## Start

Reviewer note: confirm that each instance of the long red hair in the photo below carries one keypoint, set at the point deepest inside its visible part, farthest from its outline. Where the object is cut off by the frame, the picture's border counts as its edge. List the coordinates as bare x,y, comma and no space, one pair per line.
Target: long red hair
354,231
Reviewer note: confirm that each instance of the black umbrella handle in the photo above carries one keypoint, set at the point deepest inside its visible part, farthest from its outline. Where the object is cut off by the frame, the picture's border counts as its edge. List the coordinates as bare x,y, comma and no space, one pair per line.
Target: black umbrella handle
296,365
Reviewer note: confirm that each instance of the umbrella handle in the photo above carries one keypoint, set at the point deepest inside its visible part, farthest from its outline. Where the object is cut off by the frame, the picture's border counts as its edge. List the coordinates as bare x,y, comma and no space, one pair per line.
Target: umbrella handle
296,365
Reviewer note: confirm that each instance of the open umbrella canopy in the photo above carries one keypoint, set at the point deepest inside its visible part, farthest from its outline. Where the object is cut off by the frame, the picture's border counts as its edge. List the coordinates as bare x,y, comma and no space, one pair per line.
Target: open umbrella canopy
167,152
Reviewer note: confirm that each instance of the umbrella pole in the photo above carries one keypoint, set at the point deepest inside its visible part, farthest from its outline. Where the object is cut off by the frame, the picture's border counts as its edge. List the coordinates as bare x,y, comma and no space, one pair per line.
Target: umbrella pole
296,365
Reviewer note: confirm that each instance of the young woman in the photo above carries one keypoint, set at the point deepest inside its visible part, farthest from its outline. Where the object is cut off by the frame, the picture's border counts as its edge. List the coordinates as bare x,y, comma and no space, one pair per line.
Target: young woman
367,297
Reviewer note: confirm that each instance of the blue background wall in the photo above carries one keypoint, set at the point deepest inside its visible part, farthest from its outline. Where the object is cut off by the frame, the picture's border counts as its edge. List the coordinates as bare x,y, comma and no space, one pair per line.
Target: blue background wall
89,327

## End

Reproduce the items from the line containing "Reviewer note: confirm that each instance of the open" through the end of the items, inclusive, replacing each occurrence of "keypoint" with "marker" and leaving all other text unchanged.

Reviewer note: confirm that each instance of the open umbrella canopy in the photo above carries one marker, set at the point deepest inside its visible part, farthest from its outline. Where the object is cut off by the frame, the picture's border counts as its edge. List the coordinates as bare x,y, comma and no space, one pair per line.
Target: open umbrella canopy
167,152
Reviewer note: confirm that each instance of the umbrella pole in the photo above carries one marker, set at the point deepest inside its visible part, farthest from its outline. Where the object is cut off by the frame, the picture's border counts as its edge. List the coordinates as bare x,y, comma and no space, one pair per line.
Target: umbrella pole
296,365
Reviewer note: confirm that each instance of the young woman in the photo above carries one marker, set at the point deepest inside its visible part, farthest from its outline. Where the object is cut off by the frame, the picture's border counts as its edge. List the coordinates as bare x,y, comma and no space, one pair per line.
Target: young woman
367,297
Reviewer note: confirm that each instance of the blue background wall in the photo above carries one marker, set at the point deepest inside its visible part, farthest from its outline. Where the object is cut off by the frame, the picture's border counts as its edge. List the coordinates as bare x,y, comma and no space, one pair per line.
Target: blue background wall
89,327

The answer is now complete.